Consignes –
a) Recopiez le passage du discours qui va de « Ces deux mondes, ce » jusqu'à « social du développement durable. ».
b) Dans le discours, relevez tout ce que fut cette expérience d'après la phrase qui commence par « Ce fut pour moi ».
c) Répondez à ces questions sur le discours :
(i) Quel nom porte le forum ouvert ce matin-là ?
(ii) Quel ministère Jean-Louis Borloo a-t-il souhaité voir rejoint ?
(iii) Vers quel type d'économie les nouvelles règles doivent-elles permettre de basculer ?

Texte à lire –
:::

Mesdames, Messieurs,
C'est une vraie satisfaction pour moi d'ouvrir ce forum « solidarité écologie » parce que, ce que vous allez entendre ce matin est le fruit de plusieurs mois de travail, qu'il a fallu défricher un champ à l'intersection de mondes différents, avec les mots des uns et des autres, qu'il a fallu que se rencontrent des gens qui d'habitude évoluent dans des réalités qui, pendant longtemps, ne se sont pas croisées.
Ces deux mondes, ce sont celui de la solidarité et de l'écologie. Celui de la solidarité, c'est le mien. Son univers m'est familier. J'en connais les préoccupations et la manière de les porter au plus haut niveau de l'Etat. C'est d'ailleurs la raison pour laquelle Jean-Louis Borloo a souhaité que je le rejoigne au Ministère de l'Ecologie, pour m'occuper du pilier social du développement durable.
Le monde de l'écologie, ce sont les acteurs du Grenelle de l'Environnement : cette gouvernance à 5 a mis autour de la table tous ceux que le développement durable concerne, pour inventer, ensemble, les nouvelles règles qui vont nous permettre de basculer vers une économie décarbonée, dans un vaste mouvement réfléchi, programmé et qui anticipe les difficultés de cette évolution inéluctable, pour mieux les surmonter. Car nous voulons tous, un jour, pouvoir léguer aux générations futures un monde en état de marche.
Ce fut pour moi un apprentissage, une initiation et la découverte de nouveaux mots et de nouveaux concepts : ceux du développement durable. Je me suis lancée dans l'aventure avec enthousiasme et avec confiance parce que j'ai partagé avec Jean-Louis dès l'origine une intuition et un constat à partir desquels nous avons bâti la réflexion pour la construction du pacte de solidarité écologique. Cette démarche dont nous allons parler ce matin, a vocation à concilier les exigences de la solidarité avec celles de l'écologie.

:::

Entrées –
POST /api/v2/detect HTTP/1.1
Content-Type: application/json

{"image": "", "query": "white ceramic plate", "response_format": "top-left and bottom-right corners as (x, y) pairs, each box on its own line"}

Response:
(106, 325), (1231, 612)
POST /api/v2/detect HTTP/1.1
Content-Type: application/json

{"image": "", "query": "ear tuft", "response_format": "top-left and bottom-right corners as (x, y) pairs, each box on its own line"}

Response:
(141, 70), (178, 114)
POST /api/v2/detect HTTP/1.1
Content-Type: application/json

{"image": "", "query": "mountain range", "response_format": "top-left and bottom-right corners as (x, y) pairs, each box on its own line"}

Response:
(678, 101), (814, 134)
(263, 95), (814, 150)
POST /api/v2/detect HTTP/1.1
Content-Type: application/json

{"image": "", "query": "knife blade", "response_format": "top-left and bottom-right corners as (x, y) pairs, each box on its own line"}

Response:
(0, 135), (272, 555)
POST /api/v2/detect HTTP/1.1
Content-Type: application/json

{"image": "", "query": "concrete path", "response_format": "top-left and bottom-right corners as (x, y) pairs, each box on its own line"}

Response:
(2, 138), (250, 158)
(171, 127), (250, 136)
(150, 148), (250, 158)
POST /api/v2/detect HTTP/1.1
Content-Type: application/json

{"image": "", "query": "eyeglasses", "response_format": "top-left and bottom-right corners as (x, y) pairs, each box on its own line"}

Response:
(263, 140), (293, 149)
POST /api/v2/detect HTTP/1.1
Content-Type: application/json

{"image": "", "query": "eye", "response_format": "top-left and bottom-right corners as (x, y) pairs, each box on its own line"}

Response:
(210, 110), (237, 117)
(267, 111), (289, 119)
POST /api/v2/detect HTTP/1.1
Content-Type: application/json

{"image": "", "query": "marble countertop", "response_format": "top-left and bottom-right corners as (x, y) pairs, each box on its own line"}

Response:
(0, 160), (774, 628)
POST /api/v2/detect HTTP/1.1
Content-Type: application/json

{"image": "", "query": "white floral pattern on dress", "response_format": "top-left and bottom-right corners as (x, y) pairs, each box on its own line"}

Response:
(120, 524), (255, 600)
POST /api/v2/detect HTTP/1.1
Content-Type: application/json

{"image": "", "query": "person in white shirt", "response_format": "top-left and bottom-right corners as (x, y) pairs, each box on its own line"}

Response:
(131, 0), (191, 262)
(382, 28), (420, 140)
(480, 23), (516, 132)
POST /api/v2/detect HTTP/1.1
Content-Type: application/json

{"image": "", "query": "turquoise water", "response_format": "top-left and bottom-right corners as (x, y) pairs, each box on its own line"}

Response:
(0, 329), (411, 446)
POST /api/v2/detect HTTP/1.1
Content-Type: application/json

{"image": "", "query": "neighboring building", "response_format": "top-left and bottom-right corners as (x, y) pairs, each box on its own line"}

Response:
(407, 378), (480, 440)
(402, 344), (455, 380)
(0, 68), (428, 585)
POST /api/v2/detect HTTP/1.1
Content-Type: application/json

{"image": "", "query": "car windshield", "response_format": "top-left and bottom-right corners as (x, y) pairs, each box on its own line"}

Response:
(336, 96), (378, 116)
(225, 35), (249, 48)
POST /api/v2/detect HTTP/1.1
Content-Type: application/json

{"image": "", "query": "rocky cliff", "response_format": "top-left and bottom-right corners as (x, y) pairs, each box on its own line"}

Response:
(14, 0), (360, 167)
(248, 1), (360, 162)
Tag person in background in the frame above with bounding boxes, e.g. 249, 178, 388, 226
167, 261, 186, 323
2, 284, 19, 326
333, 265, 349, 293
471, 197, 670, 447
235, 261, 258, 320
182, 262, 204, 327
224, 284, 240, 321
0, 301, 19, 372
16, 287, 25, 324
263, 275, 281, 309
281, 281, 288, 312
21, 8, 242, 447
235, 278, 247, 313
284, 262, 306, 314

:::

Corrigé complet –
a)
Ces deux mondes, ce sont celui de la solidarité et de l'écologie. Celui de la solidarité, c'est le mien. Son univers m'est familier. J'en connais les préoccupations et la manière de les porter au plus haut niveau de l'Etat. C'est d'ailleurs la raison pour laquelle Jean-Louis Borloo a souhaité que je le rejoigne au Ministère de l'Ecologie, pour m'occuper du pilier social du développement durable.

b)
un apprentissage
une initiation
la découverte de nouveaux mots et de nouveaux concepts

c)
(i) « solidarité écologie »
(ii) le Ministère de l'Ecologie
(iii) une économie décarbonée